§ **練習題目 1**:
清點下方紀錄中含有字串「white」的行數，大小寫須相符，只寫出數字。

___ 文章段落 ___

必要條件
本教學課程假設您已熟悉如何在 GN 中將程式庫的 FIDL Rust 繫結列為依附元件,以及將繫結匯入 Rust 程式碼,這部分會在 Rust FIDL crates 教學課程中介紹。
總覽
本教學課程說明如何實作 FIDL 通訊協定 (fuchsia.examples.Echo),並在 Fuchsia 上執行該通訊協定。這個通訊協定每個種類都有一種方法:
EchoString是含有回應的方法。SendString是沒有回應的方法。OnString是事件。
@discoverable
closed protocol Echo {
strict EchoString(struct {
value string:MAX_STRING_LENGTH;
}) -> (struct {
response string:MAX_STRING_LENGTH;
});
strict SendString(struct {
value string:MAX_STRING_LENGTH;
});
strict -> OnString(struct {
response string:MAX_STRING_LENGTH;
});
};
如要進一步瞭解 FIDL 方法和訊息傳遞模式,請參閱 FIDL 概念頁面。
本文件說明如何完成下列工作:
- 實作 FIDL 通訊協定。
- 在 Fuchsia 上建構及執行套件。
- 提供 FIDL 通訊協定。
本教學課程會先建立要提供給 Fuchsia 裝置並執行的元件。然後逐步加入新功能,讓伺服器能開始運作。
如果您想自行編寫程式碼,請刪除下列目錄:
rm -r examples/fidl/rust/server/*
建立元件
如何建立元件:
將
main()函式新增至examples/fidl/rust/server/src/main.rs:fn main() { println!("Hello, world!"); }在
examples/fidl/rust/server/BUILD.gn中宣告伺服器的目標:import("//build/rust/rustc_binary.gni") # Declare an executable for the server. This produces a binary with the # specified output name that can run on Fuchsia. rustc_binary("bin") { output_name = "fidl_echo_rust_server" edition = "2021" sources = [ "src/main.rs" ] } # Declare a component for the server, which consists of the manifest and the # binary that the component will run. fuchsia_component("echo-server") { component_name = "echo_server" manifest = "meta/server.cml" deps = [ ":bin" ] } # Declare a package that contains a single component, our server. fuchsia_package("echo-rust-server") { deps = [ ":echo-server" ] }為了啟動及執行伺服器元件,我們定義了三個目標:
- 建構用於在 Fuchsia 上執行的伺服器的原始執行檔案。
- 這個元件會設定為只執行伺服器可執行檔,並使用元件的資訊清單檔案加以說明。
- 接著,元件會放入套件中,這是 Fuchsia 上的軟體發行單位。在這個案例中,套件只包含單一元件。
如要進一步瞭解套件、元件和建構方式,請參閱「建構元件」頁面。
在
examples/fidl/rust/server/meta/server.cml中新增元件資訊清單:{ include: [ "syslog/client.shard.cml" ], // Information about the program to run. program: { // Use the built-in ELF runner. runner: "elf", // The binary to run for this component. binary: "bin/fidl_echo_rust_server", }, // Capabilities provided by this component. capabilities: [ { protocol: "fuchsia.examples.Echo" }, ], expose: [ { protocol: "fuchsia.examples.Echo", from: "self", }, ], }將伺服器新增至建構設定:
fx set core.x64 --with //examples/fidl/rust/server:echo-rust-server建構 Fuchsia 映像檔:
fx build
實作伺服器
首先,您將實作 Echo 通訊協定的行為。在 Rust 中,這會以程式碼表示,可處理通訊協定的相關要求串流類型,在本例中為 EchoRequestStream。這個類型是 Echo 要求的串流,即實作 futures::Stream<Item = Result<EchoRequest, fidl::Error>>。

___ 紀錄條目 ___

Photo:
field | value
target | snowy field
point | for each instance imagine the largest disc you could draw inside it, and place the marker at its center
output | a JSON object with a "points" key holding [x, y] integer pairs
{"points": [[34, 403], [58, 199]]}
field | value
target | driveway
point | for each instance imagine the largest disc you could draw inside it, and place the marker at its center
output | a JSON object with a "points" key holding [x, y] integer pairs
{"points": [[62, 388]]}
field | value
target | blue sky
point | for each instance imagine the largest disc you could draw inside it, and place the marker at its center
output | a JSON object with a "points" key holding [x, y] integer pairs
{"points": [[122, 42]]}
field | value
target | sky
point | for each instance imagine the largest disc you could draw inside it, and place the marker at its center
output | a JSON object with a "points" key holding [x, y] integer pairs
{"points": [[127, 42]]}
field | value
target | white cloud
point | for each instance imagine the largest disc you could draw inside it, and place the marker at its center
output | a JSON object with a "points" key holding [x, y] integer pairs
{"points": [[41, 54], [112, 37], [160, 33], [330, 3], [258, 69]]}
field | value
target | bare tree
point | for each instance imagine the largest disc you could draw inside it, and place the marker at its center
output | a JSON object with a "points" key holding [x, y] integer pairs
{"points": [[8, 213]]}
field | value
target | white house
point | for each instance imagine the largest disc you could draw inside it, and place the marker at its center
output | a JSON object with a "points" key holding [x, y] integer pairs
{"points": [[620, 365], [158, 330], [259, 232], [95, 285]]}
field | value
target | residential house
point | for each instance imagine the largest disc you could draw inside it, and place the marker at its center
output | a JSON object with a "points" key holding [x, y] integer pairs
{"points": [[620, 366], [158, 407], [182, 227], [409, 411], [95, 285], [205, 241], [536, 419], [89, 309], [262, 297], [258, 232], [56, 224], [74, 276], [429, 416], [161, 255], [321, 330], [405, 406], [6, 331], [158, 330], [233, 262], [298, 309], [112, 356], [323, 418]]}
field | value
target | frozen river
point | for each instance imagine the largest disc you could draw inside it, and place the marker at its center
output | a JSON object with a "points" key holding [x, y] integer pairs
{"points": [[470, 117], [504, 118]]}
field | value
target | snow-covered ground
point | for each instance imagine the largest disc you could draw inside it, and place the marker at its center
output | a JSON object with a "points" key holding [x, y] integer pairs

___

§ **練習題目 2**:
依據上方這篇 FIDL 教學回答：
(a) Echo 通訊協定的三個方法中，哪一個是事件？
(b) 伺服器的元件資訊清單要新增到哪個檔案？
(c) 在 Rust 中，處理 Echo 要求的串流類型叫什麼？

§ **書面回答 1**:
2

§ **書面回答 2**:
(a) OnString
(b) examples/fidl/rust/server/meta/server.cml
(c) EchoRequestStream